* **Text to read**
Friday 10 February 2017

Rent seeking behaviour

Rent seeking is defined as the practice of manipulating public policy or economic conditions as a strategy for increasing profits. Rent-seeking lobbyists or cronyism and rent-seeking have become an integral part of the way our biggest companies do business. Rent-seeking results in reduced economic efficiency through poor allocation of resources, reduced actual wealth creation, lost government revenue, increased income inequality, and national decline. The classic example of rent-seeking is that of a feudal lord who installs a chain across a river that flows through his land and then hires a collector to charge passing boats a fee to lower the chain.
  • Rent-seeking often requires spending your own resources so that you can own someone else’s surplus in the end. 
  • Weak property rights allows rent seekers gain more by trying to appropriate that wealth than by producing themselves. 
  • Rent-seeking can include piracy, lobbying the government or even just giving away money.
  • Hired lobbyists sway public policy to benefit their companies and punish their competitors. The work of lobbyists does not add value to the larger marketplace. Stable property rights would have eliminated role for lobbyists.
  • Rent-seeking doesn’t add any national value. Rent-seeking is coerced trade and benefits only one side. 
  • Rent-seeking of pirates motivates merchants to spend their resources to prevent the theft.
  • Rent-seeking never encourages productivity. 
  • The production of valuable goods and services is maximized with strong property rights. In strong economy, there are fewer incentives for rent-seeking.
  • Weak economic times make it difficult to produce and rent-seeking becomes attractive.
  • Downward spiraling gets created because the rewards of rent-seeking are often constant. 
  • In poor economy, the burden of fixed rent-seeking costs on producers drives surpluses even lower and makes rent-seeking more attractive, which in turn burdens those who remain productive.

* **Directive A**
According to the text on rent-seeking, what is the classic example of rent-seeking?
* **Directive B**
Carry on the text on rent-seeking behavior, starting after its last point.

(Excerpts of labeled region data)
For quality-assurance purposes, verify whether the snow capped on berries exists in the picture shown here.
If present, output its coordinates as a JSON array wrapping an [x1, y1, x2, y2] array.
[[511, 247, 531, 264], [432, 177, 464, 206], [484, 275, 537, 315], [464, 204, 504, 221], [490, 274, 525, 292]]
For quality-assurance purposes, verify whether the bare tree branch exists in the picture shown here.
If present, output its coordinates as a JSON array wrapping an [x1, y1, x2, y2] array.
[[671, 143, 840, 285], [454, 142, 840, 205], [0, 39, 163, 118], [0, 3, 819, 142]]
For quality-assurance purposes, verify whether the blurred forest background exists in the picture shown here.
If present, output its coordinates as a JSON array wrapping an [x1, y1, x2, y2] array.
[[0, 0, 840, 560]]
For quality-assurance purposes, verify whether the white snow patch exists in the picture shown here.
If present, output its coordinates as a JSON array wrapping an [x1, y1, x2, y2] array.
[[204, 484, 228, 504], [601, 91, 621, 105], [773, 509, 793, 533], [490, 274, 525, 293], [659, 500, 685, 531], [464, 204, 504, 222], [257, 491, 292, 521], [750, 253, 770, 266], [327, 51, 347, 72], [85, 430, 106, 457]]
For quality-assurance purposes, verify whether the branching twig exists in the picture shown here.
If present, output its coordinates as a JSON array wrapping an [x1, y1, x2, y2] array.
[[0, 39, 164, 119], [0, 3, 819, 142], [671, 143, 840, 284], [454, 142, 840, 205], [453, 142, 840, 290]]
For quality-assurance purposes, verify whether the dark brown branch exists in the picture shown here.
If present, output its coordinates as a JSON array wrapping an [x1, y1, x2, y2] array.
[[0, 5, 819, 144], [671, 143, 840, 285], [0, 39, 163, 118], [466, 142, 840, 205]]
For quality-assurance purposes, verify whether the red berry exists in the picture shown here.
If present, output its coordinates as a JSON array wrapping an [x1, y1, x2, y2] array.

* **Task answer A**
A feudal lord installs a chain across a river that flows through his land and hires a collector to charge passing boats a fee to lower the chain.

* **Task answer B**
  • Much rent-seeking is redistributing the surplus of one group to another group via the government. There might be great incentives for one group to seek another’s surplus but there is no added value for society as a whole.
  • Rent-seeking is a normal impulse. Much of what we do in wealth management is rent-seeking. We practice tax management and look for ways to reduce government-legislated rent-seeking.
  • Tax planning doesn’t add value to society as a whole, but it is personally profitable.
  • Any legislation to subsidize or bail out struggling businesses is rent-seeking. 
  • When banks take excessive risks to gain excessive returns, they are risking that the returns will be worth the hazards involved. But when government bails out these risky banks, they were able to privatize any profits from their risky ventures and through rent-seeking and they have managed to coerce the public to pay for their failures. Thus prudent lenders are punished and reckless lending is rewarded.
  • A wasteful amount of rent-seeking accompanies most government spending. The best way to improve the situation is to reduce the size of government. When there is less money, there will be less corruption and less incentive to rent-seek.
ENTREPRENEURSHIP AND RENT SEEKING IN INDIA by Roby Rajan  - CATO Journal

In India, governmental intervention only creates further rent-seeking opportunities and still further resource diversion into unproductive activities. The tax base in such a society is generated by the losers in the rent-seeking game who are forced into value-producing activity at governmentally depressed rates of return. These shopkeepers, cultivators, masons, carpenters, construction workers, agricultural laborers, and so forth are forced into market activity, and their consumption is then heavily taxed to meet the rent requirements of government job /contract seekers. The rents procured, therefore, are usually invested in personal assets—such as automobiles, ostentatious housing, gold and silver jewelry, children’s education, and savings bank accounts—in amounts that reflect individual marginal rates of substitution between current and future consumption.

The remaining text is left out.